WORK TO BE COMPLETED:
Reproduce the listing below line for line, changing nothing.
# START OF DATA LINES
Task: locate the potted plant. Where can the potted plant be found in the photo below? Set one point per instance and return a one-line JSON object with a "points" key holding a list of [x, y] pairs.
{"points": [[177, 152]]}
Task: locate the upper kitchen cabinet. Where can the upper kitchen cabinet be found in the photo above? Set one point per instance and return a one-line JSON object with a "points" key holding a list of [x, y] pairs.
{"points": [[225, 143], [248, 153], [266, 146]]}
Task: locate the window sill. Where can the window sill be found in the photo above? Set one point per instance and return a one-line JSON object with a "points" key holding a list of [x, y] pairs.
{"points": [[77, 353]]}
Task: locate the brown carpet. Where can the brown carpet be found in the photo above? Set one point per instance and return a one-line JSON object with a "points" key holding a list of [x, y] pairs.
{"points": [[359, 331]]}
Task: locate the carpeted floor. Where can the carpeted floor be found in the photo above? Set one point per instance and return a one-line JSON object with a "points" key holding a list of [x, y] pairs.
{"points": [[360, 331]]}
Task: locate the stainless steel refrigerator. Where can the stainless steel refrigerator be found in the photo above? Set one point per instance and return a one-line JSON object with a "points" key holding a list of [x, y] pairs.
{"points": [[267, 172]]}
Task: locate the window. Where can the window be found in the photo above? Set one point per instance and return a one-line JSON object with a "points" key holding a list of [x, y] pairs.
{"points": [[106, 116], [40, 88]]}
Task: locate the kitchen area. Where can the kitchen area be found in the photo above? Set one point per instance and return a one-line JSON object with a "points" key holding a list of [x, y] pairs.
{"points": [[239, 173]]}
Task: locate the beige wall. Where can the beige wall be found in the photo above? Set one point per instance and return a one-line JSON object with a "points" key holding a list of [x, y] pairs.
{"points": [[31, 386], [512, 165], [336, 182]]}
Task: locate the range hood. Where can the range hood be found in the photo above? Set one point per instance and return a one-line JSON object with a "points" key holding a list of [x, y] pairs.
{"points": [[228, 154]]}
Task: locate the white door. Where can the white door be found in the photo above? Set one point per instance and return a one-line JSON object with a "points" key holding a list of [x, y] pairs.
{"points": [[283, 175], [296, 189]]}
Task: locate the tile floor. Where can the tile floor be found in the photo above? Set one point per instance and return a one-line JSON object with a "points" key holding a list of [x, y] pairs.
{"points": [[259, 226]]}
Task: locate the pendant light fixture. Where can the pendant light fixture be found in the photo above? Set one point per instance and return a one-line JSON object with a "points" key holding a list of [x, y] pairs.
# END OF DATA LINES
RESULT FOR THIS EXERCISE:
Task: locate the potted plant. Where can the potted plant be found in the photo below? Set one point per instance and return a one-line JSON object with a "points" key holding a list of [x, y] pairs.
{"points": [[177, 152]]}
Task: locate the upper kitchen cabinet. Where can the upper kitchen cabinet be found in the photo above? Set one point per instance and return a one-line JSON object with a "points" key holding a list of [x, y] pairs.
{"points": [[225, 143], [248, 153], [266, 146]]}
Task: locate the window sill. Where can the window sill be found in the photo above? Set one point per instance and return a one-line JSON object with a "points" key holding a list of [x, y] pairs.
{"points": [[77, 353]]}
Task: locate the brown carpet. Where can the brown carpet be found in the photo above? Set one point per instance and return a one-line JSON object with a "points" key holding a list of [x, y] pairs.
{"points": [[359, 331]]}
Task: locate the carpeted floor. Where can the carpeted floor be found in the photo above? Set one point per instance and return a one-line JSON object with a "points" key holding a list of [x, y] pairs.
{"points": [[360, 331]]}
Task: locate the stainless steel refrigerator. Where can the stainless steel refrigerator be found in the photo above? Set one point per instance and return a one-line JSON object with a "points" key holding a list of [x, y] pairs.
{"points": [[267, 172]]}
Task: locate the window. Where can the window be found in the photo above? Set one point per instance and return a one-line JSON object with a "points" key holding a list of [x, y] pairs.
{"points": [[106, 116], [40, 88]]}
Task: locate the kitchen area. Where can the kitchen area be found in the photo above? Set one point per instance and return a one-line JSON object with a "points" key holding a list of [x, y] pairs.
{"points": [[239, 173]]}
Task: locate the beige wall. Where can the beige wall be found in the photo above? Set one point per instance and return a one-line JSON object with a "points" key holding a list of [x, y] pairs.
{"points": [[31, 386], [512, 165], [336, 182]]}
Task: locate the range hood. Where can the range hood be found in the photo above? Set one point per instance and return a one-line JSON object with a "points" key holding a list of [x, y] pairs.
{"points": [[228, 154]]}
Task: locate the white door. Where can the white door be found in the photo above? Set one point per instance and return a one-line JSON object with a "points" key holding a list of [x, y] pairs.
{"points": [[283, 175], [296, 189]]}
Task: locate the tile floor. Where can the tile floor be found in the photo above? Set one point per instance and return a one-line JSON object with a "points" key holding a list of [x, y] pairs.
{"points": [[259, 226]]}
Task: locate the pendant light fixture. Where can the pendant light fixture be found in the photo above? Set one point per instance and return a one-line JSON object with a "points" key holding a list of [x, y] pairs.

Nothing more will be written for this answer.